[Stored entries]
## Begin

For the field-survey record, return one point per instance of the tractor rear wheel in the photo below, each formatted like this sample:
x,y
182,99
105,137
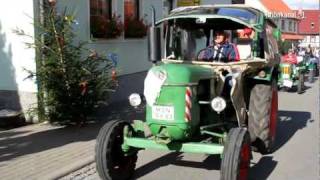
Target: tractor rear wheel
x,y
111,162
263,109
236,155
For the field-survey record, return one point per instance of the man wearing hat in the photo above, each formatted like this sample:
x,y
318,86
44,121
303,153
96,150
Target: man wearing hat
x,y
222,50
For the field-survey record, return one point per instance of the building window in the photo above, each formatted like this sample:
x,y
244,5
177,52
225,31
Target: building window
x,y
134,26
312,39
131,9
103,24
283,25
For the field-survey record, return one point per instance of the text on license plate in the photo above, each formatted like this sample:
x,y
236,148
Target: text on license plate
x,y
163,112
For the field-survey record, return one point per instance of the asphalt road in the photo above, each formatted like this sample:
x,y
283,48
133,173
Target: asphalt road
x,y
296,154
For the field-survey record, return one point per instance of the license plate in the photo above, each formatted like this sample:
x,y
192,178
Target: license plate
x,y
287,83
163,113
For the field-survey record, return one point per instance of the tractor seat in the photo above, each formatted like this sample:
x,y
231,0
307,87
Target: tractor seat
x,y
244,48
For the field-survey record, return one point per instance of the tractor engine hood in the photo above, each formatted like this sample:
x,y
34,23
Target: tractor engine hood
x,y
173,75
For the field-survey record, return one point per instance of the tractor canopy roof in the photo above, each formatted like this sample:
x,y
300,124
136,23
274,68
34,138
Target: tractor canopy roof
x,y
226,16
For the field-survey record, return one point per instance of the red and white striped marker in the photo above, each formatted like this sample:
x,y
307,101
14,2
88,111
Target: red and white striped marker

## End

Work to complete: Duplicate every line of the stored entries above word for word, leaving out the pictures.

Task result:
For the field-survey record, return one point per instance of the tractor rear wheel in the photo below, each formatted like this sample:
x,y
182,99
105,137
Target: tractor rear wheel
x,y
111,162
263,109
236,155
For the field-survey record, return one point per instance of the man wearing hat in the photo above, each formatted like this sample:
x,y
318,86
44,121
303,153
96,150
Target: man wearing hat
x,y
222,50
For the field-survey record, return one point per instance of the building window in the photo above, each formatted like this sample:
x,y
244,5
177,52
225,31
Target: building window
x,y
134,26
312,39
131,9
103,24
283,25
For the field-survey record, return one point per instance of the text on license plate in the photo above, each formatted like this sample:
x,y
236,148
Target: text on license plate
x,y
163,112
For the field-survey record, return one point per instance of the asphalt road in the photo above, each formatted like this sample:
x,y
283,48
133,173
Target: asphalt road
x,y
296,154
For the field-survey record, return one point per instance of the license plate in the photo above, each formatted like this sample:
x,y
192,178
Target: license plate
x,y
287,83
163,113
For the field-survey record, return one point per instance of the tractor seat in the photo above, each formatted like this sample:
x,y
231,0
307,87
Target: tractor seat
x,y
244,48
For the field-survey record, return one point per instance of the tractor engine hood in the photo above, each formatted like this sample:
x,y
34,23
Target: tractor engine hood
x,y
173,75
For the field-survey record, return one point per instance of the tractor canopy roof in the photo above, each formatted like this sample:
x,y
300,124
136,23
274,68
34,138
Target: tractor canopy roof
x,y
226,16
For the field-survey record, return one point per instance of the red and white striped marker in the photo above, each formatted like this sample:
x,y
307,101
14,2
88,111
Target: red and white striped marker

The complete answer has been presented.